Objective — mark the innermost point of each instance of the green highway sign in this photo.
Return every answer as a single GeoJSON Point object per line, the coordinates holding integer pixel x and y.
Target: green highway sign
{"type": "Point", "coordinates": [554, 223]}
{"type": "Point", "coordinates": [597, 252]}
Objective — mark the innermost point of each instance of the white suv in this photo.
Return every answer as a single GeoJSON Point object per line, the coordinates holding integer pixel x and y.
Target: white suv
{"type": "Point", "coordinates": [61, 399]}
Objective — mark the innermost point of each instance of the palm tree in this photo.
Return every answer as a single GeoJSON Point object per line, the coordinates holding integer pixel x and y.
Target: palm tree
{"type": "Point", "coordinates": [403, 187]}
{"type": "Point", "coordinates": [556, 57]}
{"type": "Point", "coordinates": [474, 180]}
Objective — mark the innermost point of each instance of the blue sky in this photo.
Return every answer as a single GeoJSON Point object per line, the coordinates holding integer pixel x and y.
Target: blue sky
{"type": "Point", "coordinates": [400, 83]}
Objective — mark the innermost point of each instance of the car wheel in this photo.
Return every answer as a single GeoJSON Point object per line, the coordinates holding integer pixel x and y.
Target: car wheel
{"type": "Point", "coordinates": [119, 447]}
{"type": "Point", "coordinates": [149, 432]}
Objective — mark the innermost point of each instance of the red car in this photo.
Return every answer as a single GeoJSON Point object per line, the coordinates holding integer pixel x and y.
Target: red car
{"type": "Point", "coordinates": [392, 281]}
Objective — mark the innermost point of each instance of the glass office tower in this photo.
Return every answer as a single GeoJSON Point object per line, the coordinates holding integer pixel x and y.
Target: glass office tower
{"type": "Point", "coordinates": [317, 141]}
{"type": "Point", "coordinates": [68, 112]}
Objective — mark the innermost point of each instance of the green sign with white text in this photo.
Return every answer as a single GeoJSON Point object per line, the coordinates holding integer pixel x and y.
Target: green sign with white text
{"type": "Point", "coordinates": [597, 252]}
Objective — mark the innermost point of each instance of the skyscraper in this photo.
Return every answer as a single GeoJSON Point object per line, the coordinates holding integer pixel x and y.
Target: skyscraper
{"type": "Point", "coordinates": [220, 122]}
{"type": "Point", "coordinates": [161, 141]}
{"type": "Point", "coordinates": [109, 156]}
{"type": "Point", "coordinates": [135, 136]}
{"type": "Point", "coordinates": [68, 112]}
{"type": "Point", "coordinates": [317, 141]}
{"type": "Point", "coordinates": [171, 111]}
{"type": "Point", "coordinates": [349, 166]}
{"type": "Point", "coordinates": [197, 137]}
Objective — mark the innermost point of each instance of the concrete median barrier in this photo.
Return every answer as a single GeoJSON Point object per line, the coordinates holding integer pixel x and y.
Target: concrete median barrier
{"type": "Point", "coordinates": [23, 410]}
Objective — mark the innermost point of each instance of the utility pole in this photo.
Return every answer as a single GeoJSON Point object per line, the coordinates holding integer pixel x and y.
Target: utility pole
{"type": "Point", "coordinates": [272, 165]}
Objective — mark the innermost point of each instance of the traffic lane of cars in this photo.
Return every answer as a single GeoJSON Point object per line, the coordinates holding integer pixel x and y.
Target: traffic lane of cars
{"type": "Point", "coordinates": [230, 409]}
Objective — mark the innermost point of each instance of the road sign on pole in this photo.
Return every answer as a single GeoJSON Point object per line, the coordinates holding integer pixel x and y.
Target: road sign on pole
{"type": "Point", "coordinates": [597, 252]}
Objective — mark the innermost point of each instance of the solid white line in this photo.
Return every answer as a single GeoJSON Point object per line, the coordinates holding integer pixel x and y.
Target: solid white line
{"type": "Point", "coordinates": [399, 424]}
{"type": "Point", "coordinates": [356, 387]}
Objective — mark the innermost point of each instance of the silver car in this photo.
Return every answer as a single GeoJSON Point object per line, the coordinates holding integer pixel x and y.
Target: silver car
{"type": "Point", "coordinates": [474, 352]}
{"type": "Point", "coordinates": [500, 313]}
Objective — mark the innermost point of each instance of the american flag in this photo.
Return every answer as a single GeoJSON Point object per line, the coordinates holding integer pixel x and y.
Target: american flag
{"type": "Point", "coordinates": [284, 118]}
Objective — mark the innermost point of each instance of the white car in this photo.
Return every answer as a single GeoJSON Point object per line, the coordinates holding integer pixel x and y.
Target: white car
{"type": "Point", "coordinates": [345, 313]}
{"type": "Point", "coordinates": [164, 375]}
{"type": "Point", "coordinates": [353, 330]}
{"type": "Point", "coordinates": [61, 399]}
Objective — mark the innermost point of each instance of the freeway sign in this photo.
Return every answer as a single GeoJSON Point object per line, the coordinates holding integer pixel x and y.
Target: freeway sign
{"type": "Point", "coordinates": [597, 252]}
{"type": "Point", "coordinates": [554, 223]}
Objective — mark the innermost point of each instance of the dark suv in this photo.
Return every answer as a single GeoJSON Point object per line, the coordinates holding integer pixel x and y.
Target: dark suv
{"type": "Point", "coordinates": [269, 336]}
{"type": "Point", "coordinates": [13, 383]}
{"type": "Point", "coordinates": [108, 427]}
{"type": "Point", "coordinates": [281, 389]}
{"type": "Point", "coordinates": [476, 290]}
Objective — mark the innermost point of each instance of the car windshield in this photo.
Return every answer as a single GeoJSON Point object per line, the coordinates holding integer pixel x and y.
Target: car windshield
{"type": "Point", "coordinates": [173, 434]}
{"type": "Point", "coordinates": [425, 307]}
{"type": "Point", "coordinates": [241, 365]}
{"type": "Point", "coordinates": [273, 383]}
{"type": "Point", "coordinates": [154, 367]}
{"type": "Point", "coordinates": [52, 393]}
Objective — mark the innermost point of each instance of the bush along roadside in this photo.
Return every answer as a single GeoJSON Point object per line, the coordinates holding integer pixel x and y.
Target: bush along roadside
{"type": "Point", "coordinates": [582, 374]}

□ □ □

WORK TO DO: Transcribe all of the lines in the records precisely.

EXERCISE SOLUTION:
Objective — mark the innermost point of each instance of the green highway sign in this photo.
Return every answer as a single GeoJSON Point object per line, the coordinates holding integer pixel x and y.
Target: green highway sign
{"type": "Point", "coordinates": [554, 223]}
{"type": "Point", "coordinates": [597, 252]}
Objective — mark the innermost point of each instance of the white suv in this photo.
Return every answer as a single GeoJSON Point object per line, the coordinates holding integer pixel x and y.
Target: white suv
{"type": "Point", "coordinates": [61, 399]}
Objective — mark the innermost point of each instance of the palm tree in this photo.
Return every answer as a single GeoJSON Point object per line, the coordinates holding integer pixel x and y.
Target: palm tree
{"type": "Point", "coordinates": [403, 187]}
{"type": "Point", "coordinates": [556, 57]}
{"type": "Point", "coordinates": [474, 180]}
Objective — mark the innermost point of each instance of the blue sky in this photo.
Return every answer as a single GeoJSON Point object per line, the coordinates holding integer pixel x and y.
Target: blue sky
{"type": "Point", "coordinates": [400, 83]}
Objective — mark the innermost point of each instance of the car wheel in this photo.
Return every answer as a single GeoJSON Point object per line, the coordinates holding integer pixel x and y.
Target: car wheel
{"type": "Point", "coordinates": [119, 447]}
{"type": "Point", "coordinates": [149, 432]}
Objective — mark the innermost point of each instance of the red car in this photo.
Return every answer as a single GeoJSON Point object per line, the coordinates holding integer pixel x and y.
Target: red car
{"type": "Point", "coordinates": [392, 281]}
Objective — mark the innermost point of each instance of the glass office tower in this photo.
Return every answer as a single GeoJSON Point object per line, the coordinates holding integer pixel x and y.
Target: glass office tower
{"type": "Point", "coordinates": [317, 141]}
{"type": "Point", "coordinates": [68, 112]}
Objective — mark the innermost point of each instance of the green sign with white text in this photo.
Return every answer as a single GeoJSON Point object per line, the coordinates holding integer pixel x and y.
Target: green sign with white text
{"type": "Point", "coordinates": [597, 252]}
Objective — mark the innermost point of each instance of the skyscraper in this photo.
Return every answer as a single GeoJSON Point object per line, the coordinates holding integer pixel x and y.
Target: skyscraper
{"type": "Point", "coordinates": [220, 122]}
{"type": "Point", "coordinates": [161, 141]}
{"type": "Point", "coordinates": [109, 156]}
{"type": "Point", "coordinates": [135, 136]}
{"type": "Point", "coordinates": [68, 112]}
{"type": "Point", "coordinates": [317, 141]}
{"type": "Point", "coordinates": [171, 111]}
{"type": "Point", "coordinates": [349, 166]}
{"type": "Point", "coordinates": [197, 137]}
Objective — mark the innermost point of each instance of the concrete median barrier in this photo.
Return every answer as a single GeoJSON Point object per line, the coordinates holding integer pixel x and y.
Target: concrete median barrier
{"type": "Point", "coordinates": [23, 410]}
Objective — mark the innermost point of each instance of the utility pole in this photo.
Return every answer as a single GeoJSON Point object per line, the coordinates holding integer pixel x and y.
Target: utility pole
{"type": "Point", "coordinates": [272, 165]}
Objective — mark the innermost point of each instance of the traffic lane of cars in this photo.
Return every answer as a single GeoJSON Point object per line, the coordinates holding integer pixel x and y.
Target: traffic lane of cars
{"type": "Point", "coordinates": [230, 409]}
Objective — mark the innermost point of each instance of the road sign on pole in this photo.
Return every answer as a single GeoJSON Point object per line, the coordinates holding integer pixel x and y.
Target: road sign on pole
{"type": "Point", "coordinates": [597, 252]}
Objective — mark the innermost point of each instance of the solid white line in this photo.
Return every answer as a single GeoJSON Point object per line, the coordinates holding integer pixel x and y.
Target: solid white line
{"type": "Point", "coordinates": [399, 424]}
{"type": "Point", "coordinates": [356, 387]}
Objective — mark the innermost point of each instance of the silver car in this photo.
Return every answer as a single GeoJSON Point object per line, the coordinates holding integer pixel x and y.
Target: silver car
{"type": "Point", "coordinates": [474, 352]}
{"type": "Point", "coordinates": [500, 313]}
Objective — mark the innermost point of each instance of the american flag in this photo.
Return every answer as a single GeoJSON Point object per line, the coordinates holding integer pixel x and y.
Target: american flag
{"type": "Point", "coordinates": [284, 118]}
Objective — mark the innermost point of each instance of the white car in this photo.
Return every answer as a single GeoJSON Point object per line, the coordinates holding integer pixel x and y.
Target: white car
{"type": "Point", "coordinates": [345, 313]}
{"type": "Point", "coordinates": [164, 375]}
{"type": "Point", "coordinates": [353, 330]}
{"type": "Point", "coordinates": [61, 399]}
Objective — mark the innermost point of each instance of the freeway sign in this photo.
Return every answer as a single GeoJSON Point object per line, the coordinates holding integer pixel x and y.
Target: freeway sign
{"type": "Point", "coordinates": [597, 252]}
{"type": "Point", "coordinates": [554, 223]}
Objective — mark the innermost point of each instance of the dark suv in this photo.
Return every answer as a single GeoJSON Point object per line, the coordinates holding integer pixel x and y.
Target: dark suv
{"type": "Point", "coordinates": [269, 336]}
{"type": "Point", "coordinates": [13, 383]}
{"type": "Point", "coordinates": [108, 427]}
{"type": "Point", "coordinates": [281, 389]}
{"type": "Point", "coordinates": [476, 290]}
Objective — mark the innermost point of each instance of the car windshield in this photo.
Return every answer as a single GeoJSON Point object per line, the coordinates holding integer pixel x and y.
Target: car windshield
{"type": "Point", "coordinates": [173, 434]}
{"type": "Point", "coordinates": [425, 307]}
{"type": "Point", "coordinates": [241, 365]}
{"type": "Point", "coordinates": [273, 383]}
{"type": "Point", "coordinates": [154, 367]}
{"type": "Point", "coordinates": [52, 393]}
Objective — mark the innermost point of each instance of the bush along roadside in this photo.
Return every answer as a single GeoJSON Point object per line, the coordinates holding integer pixel x and y.
Target: bush along roadside
{"type": "Point", "coordinates": [582, 374]}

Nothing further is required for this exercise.